> Consigne:
Recopiez mot pour mot le passage du texte sur Candide qui commence par « Dans Candide ou » et se poursuit jusqu'à « sa propre condition. ».

> Texte cité:
══════════════════════════════

Littérature amusante – Comment Candide fut chassé à coups de pieds au derrière du château de Thunder-ten-tronckh

Dans Candide ou l’optimisme, Voltaire s’oppose à la thèse de Leibniz, selon laquelle, si Dieu est parfait, le monde ne peut pas l’être, mais Dieu l’a créé le meilleur possible. Il critique avec virulence cet optimisme béat et lui préfère une version lucide du monde et une confiance en l’Homme, seul capable d’améliorer sa propre condition.

Ce conte philosophique a été publié en 1759 et fut réédité vingt fois du vivant de son auteur.

Deux événements majeurs ont probablement conduit Voltaire à écrire ce texte : le tremblement de terre de Lisbonne le 1er novembre 1755 et le début de la guerre de Sept Ans en 1756, qui lui font affirmer : « Presque toute l’histoire est une suite d’atrocités inutiles » (Essai sur les mœurs et l’esprit des nations, 1756).

══════════════════════════════

Entrées d'un jeu de données
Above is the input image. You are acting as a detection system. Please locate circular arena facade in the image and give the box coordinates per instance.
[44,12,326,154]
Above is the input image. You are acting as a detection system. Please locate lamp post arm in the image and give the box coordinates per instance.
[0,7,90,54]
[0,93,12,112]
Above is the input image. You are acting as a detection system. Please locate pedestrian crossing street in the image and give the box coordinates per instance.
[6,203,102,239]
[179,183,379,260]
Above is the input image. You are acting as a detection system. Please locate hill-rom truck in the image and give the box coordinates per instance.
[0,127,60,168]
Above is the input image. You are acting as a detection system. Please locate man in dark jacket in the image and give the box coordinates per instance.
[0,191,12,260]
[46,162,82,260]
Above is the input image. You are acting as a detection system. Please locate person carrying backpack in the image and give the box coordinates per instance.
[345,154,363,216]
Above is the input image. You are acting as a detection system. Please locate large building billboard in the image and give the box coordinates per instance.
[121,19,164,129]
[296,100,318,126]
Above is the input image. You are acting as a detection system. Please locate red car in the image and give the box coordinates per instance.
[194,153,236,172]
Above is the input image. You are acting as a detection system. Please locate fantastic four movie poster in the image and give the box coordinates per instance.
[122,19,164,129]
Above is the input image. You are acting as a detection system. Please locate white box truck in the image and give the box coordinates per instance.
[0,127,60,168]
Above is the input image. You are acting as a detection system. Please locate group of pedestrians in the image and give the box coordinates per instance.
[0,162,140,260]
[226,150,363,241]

══════════════════════════════

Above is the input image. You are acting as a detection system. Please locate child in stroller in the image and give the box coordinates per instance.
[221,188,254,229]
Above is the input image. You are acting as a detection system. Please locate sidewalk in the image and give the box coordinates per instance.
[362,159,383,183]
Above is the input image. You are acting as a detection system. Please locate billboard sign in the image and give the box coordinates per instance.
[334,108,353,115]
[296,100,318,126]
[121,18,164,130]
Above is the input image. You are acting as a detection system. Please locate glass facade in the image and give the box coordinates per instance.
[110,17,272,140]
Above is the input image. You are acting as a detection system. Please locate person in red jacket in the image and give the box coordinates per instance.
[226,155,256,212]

══════════════════════════════

> Réponse attendue:
Dans Candide ou l’optimisme, Voltaire s’oppose à la thèse de Leibniz, selon laquelle, si Dieu est parfait, le monde ne peut pas l’être, mais Dieu l’a créé le meilleur possible. Il critique avec virulence cet optimisme béat et lui préfère une version lucide du monde et une confiance en l’Homme, seul capable d’améliorer sa propre condition.